解くべき問題:
A – 分析対象の文章によると、大林組は創業したとき何という名称だったのですか。
B – 分析対象の文章の内容を二文でまとめてください。
C – 分析対象の文章のうち、「さらに記念事業として、創業1」から「意思を表明するものであった。」までの部分を、一字も変えずにそのまま書き写してください。

2021(令和3)年1月、大林組は創業130年を迎えた。1892(明治25)年1月25日、土木建築請負業「大林店」として大阪の地で誕生した当社は、大正、昭和、平成、そして令和へと時代が変わっても、顧客や社会のニーズに真摯に向き合い培ってきた誠実な「ものづくり」の精神を、脈々と受け継いできた。

当社は創業130年記念行事として、10月26日に「神前祭」を大阪市の生國魂神社、10月27日に仏前祭・墓前祭を神戸市の柏葉倶楽部と御影霊園(大林家墓所)で実施した。また、2021年の行事に先駆けて2021年版カレンダーを「History of 130 Years」として制作。130年史(WEB)や記念写真集、全職員に配布する錫製タンブラーなどの記念品も制作したほか、コロナ禍を考慮した完全オンライン展示会として「OBAYASHI LIVE SHOWCASE 2021」を10月に開催した。

さらに記念事業として、創業130年記念事業委員会の下にオフィス改革ワーキンググループを設置し、品川事務所でオフィス改革を実施した。

品川事務所は、1999年に神田から移転して20年が経過し、什器や情報通信設備等の老朽化が進んでいた。加えて、品川事務所に勤務する職員数が増えたことから保管書類が増大し執務机やキャビネットに要する面積が増え、執務スペースさえ不足していた。そこで、働き方改革と生産性向上のため、オフィスの設備・レイアウトを一新。デスク配置を見直し「コミュニケーション活性化」のための共有スペースを設けたほか、書類の「ペーパーストックレス」化、快適性、利便性、安全性および省エネ性に優れ環境にも配慮した「スマートオフィス」を実現し、2022年3月までにレイアウト変更など全工程を終える予定である。

ブランドビジョンの制定

2020(令和2)年10月、当社は「MAKE BEYOND つくるを拓く」という大林グループのブランドビジョンを策定、2021年1月、社外に公表した。

当社はかねてゼネコンの枠にとらわれない成長に向けて事業領域の深化・拡大、グローバル化を進めてきた。しかし一方で、社外から見た当社のイメージは、いまだ「旧来のままの土木建築業」にとどまり、企業の成長に欠かせないオープンイノベーションや新たな人材確保が進みにくい状況になっていることが課題となっていた。そこで社外からの理解と共感、未来に対しての期待を得ることを目的に、大林グループがめざす方向性を顧客や社会に約束するブランドビジョン「MAKE BEYOND つくるを拓く」を策定したのである。

このビジョンは、創業以来、一貫して社会の要請に応え、その発展に貢献してきた大林グループの存在意義を再確認し、「ものづくり」を通じて、新しい地平を拓いていくとの意思を表明するものであった。

[データセットの項目]
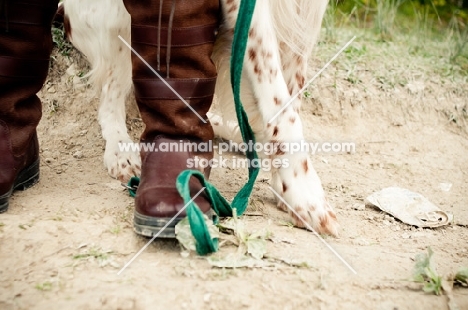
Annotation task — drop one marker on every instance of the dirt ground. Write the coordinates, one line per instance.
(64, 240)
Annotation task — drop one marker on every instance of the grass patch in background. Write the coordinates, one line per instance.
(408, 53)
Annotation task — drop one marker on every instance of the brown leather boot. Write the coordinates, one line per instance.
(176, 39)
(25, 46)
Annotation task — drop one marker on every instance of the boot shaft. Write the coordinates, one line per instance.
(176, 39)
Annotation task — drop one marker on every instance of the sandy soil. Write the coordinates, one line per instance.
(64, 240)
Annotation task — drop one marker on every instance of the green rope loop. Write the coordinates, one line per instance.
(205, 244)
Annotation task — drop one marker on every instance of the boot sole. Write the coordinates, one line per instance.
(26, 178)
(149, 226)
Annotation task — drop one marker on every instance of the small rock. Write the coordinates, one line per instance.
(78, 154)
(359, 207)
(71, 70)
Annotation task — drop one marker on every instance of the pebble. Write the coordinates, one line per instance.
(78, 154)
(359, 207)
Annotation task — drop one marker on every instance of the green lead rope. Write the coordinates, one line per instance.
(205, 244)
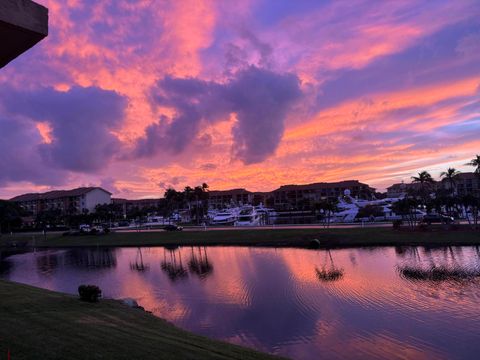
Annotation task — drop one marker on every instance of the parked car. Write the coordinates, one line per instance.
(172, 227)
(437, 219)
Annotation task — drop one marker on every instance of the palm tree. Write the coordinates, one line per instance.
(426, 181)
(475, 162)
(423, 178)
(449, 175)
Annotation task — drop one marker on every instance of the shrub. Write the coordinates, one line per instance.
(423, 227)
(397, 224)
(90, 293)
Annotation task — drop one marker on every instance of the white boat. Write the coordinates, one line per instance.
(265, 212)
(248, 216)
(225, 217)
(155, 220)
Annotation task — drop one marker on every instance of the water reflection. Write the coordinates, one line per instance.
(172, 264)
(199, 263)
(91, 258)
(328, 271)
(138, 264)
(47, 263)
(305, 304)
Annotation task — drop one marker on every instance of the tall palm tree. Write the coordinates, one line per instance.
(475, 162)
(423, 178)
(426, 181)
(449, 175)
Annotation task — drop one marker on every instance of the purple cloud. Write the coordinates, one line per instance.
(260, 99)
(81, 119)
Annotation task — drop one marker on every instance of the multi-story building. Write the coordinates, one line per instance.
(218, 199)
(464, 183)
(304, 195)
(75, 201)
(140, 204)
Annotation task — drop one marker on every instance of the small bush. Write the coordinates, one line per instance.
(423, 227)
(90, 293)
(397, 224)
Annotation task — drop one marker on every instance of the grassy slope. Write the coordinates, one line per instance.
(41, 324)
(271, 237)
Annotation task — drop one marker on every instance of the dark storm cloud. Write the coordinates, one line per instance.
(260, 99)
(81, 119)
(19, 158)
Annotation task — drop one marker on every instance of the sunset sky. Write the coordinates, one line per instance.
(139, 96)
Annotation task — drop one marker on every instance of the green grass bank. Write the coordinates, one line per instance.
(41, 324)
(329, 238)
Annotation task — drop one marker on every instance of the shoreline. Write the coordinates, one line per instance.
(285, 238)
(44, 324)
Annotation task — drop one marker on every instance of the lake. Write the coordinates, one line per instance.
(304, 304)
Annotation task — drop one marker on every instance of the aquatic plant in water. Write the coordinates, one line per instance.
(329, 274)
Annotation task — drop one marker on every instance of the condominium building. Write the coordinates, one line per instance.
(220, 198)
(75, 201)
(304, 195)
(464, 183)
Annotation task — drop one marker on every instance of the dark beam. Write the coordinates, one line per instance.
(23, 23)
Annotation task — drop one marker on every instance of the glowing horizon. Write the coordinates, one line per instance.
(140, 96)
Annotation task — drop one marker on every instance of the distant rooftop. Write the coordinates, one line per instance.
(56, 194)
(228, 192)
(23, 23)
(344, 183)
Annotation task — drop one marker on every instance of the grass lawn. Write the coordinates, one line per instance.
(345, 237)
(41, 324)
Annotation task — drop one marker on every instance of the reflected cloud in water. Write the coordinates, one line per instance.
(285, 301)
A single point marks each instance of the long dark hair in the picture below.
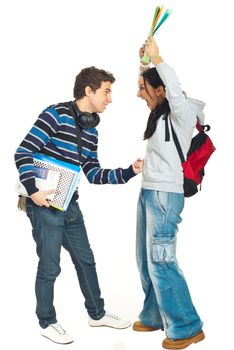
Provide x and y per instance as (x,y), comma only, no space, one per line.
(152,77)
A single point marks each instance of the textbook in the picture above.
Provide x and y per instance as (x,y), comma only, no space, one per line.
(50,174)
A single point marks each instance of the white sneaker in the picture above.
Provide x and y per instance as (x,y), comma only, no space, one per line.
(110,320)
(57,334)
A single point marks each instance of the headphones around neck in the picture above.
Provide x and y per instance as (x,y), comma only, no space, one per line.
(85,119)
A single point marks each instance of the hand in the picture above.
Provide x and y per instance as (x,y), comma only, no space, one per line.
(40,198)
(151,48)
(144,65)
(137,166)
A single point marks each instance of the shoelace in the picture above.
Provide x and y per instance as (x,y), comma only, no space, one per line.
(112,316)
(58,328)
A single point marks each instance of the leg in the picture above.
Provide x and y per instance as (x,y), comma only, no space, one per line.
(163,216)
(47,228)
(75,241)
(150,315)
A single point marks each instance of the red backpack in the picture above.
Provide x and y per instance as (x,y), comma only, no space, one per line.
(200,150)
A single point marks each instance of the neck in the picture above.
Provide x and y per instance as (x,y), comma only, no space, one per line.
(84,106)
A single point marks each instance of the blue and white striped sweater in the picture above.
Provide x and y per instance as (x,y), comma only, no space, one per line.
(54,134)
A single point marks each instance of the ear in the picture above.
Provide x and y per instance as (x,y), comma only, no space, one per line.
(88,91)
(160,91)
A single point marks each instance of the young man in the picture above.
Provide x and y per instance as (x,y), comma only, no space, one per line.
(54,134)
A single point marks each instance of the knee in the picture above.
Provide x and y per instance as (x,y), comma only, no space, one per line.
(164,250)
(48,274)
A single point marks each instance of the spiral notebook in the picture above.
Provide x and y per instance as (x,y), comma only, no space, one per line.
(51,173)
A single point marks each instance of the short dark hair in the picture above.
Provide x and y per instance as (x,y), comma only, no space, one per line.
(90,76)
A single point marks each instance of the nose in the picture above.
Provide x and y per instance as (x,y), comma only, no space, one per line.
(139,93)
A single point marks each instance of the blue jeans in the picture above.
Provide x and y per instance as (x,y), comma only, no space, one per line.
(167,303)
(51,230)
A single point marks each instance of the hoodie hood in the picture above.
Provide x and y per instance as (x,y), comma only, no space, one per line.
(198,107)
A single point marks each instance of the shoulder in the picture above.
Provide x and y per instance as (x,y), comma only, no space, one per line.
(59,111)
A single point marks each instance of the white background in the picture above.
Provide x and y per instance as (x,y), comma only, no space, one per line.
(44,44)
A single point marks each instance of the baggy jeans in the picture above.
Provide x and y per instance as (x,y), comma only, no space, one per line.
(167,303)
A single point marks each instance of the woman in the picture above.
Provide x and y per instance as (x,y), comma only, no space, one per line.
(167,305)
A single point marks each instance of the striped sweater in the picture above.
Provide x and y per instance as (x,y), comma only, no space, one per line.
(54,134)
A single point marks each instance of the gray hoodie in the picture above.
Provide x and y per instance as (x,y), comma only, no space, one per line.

設問別の解答:
A – 土木建築請負業「大林店」という名称でした。

B – 大林組は2021年1月に創業130年を迎え、記念行事として神前祭や仏前祭・墓前祭、完全オンライン展示会などを行い、記念事業として品川事務所のオフィス改革を実施した。また、社外からの理解と共感、未来への期待を得ることを目的に、2020年10月に大林グループのブランドビジョン「MAKE BEYOND つくるを拓く」を策定し、2021年1月に社外に公表した。

C –
さらに記念事業として、創業130年記念事業委員会の下にオフィス改革ワーキンググループを設置し、品川事務所でオフィス改革を実施した。

品川事務所は、1999年に神田から移転して20年が経過し、什器や情報通信設備等の老朽化が進んでいた。加えて、品川事務所に勤務する職員数が増えたことから保管書類が増大し執務机やキャビネットに要する面積が増え、執務スペースさえ不足していた。そこで、働き方改革と生産性向上のため、オフィスの設備・レイアウトを一新。デスク配置を見直し「コミュニケーション活性化」のための共有スペースを設けたほか、書類の「ペーパーストックレス」化、快適性、利便性、安全性および省エネ性に優れ環境にも配慮した「スマートオフィス」を実現し、2022年3月までにレイアウト変更など全工程を終える予定である。

ブランドビジョンの制定

2020(令和2)年10月、当社は「MAKE BEYOND つくるを拓く」という大林グループのブランドビジョンを策定、2021年1月、社外に公表した。

当社はかねてゼネコンの枠にとらわれない成長に向けて事業領域の深化・拡大、グローバル化を進めてきた。しかし一方で、社外から見た当社のイメージは、いまだ「旧来のままの土木建築業」にとどまり、企業の成長に欠かせないオープンイノベーションや新たな人材確保が進みにくい状況になっていることが課題となっていた。そこで社外からの理解と共感、未来に対しての期待を得ることを目的に、大林グループがめざす方向性を顧客や社会に約束するブランドビジョン「MAKE BEYOND つくるを拓く」を策定したのである。

このビジョンは、創業以来、一貫して社会の要請に応え、その発展に貢献してきた大林グループの存在意義を再確認し、「ものづくり」を通じて、新しい地平を拓いていくとの意思を表明するものであった。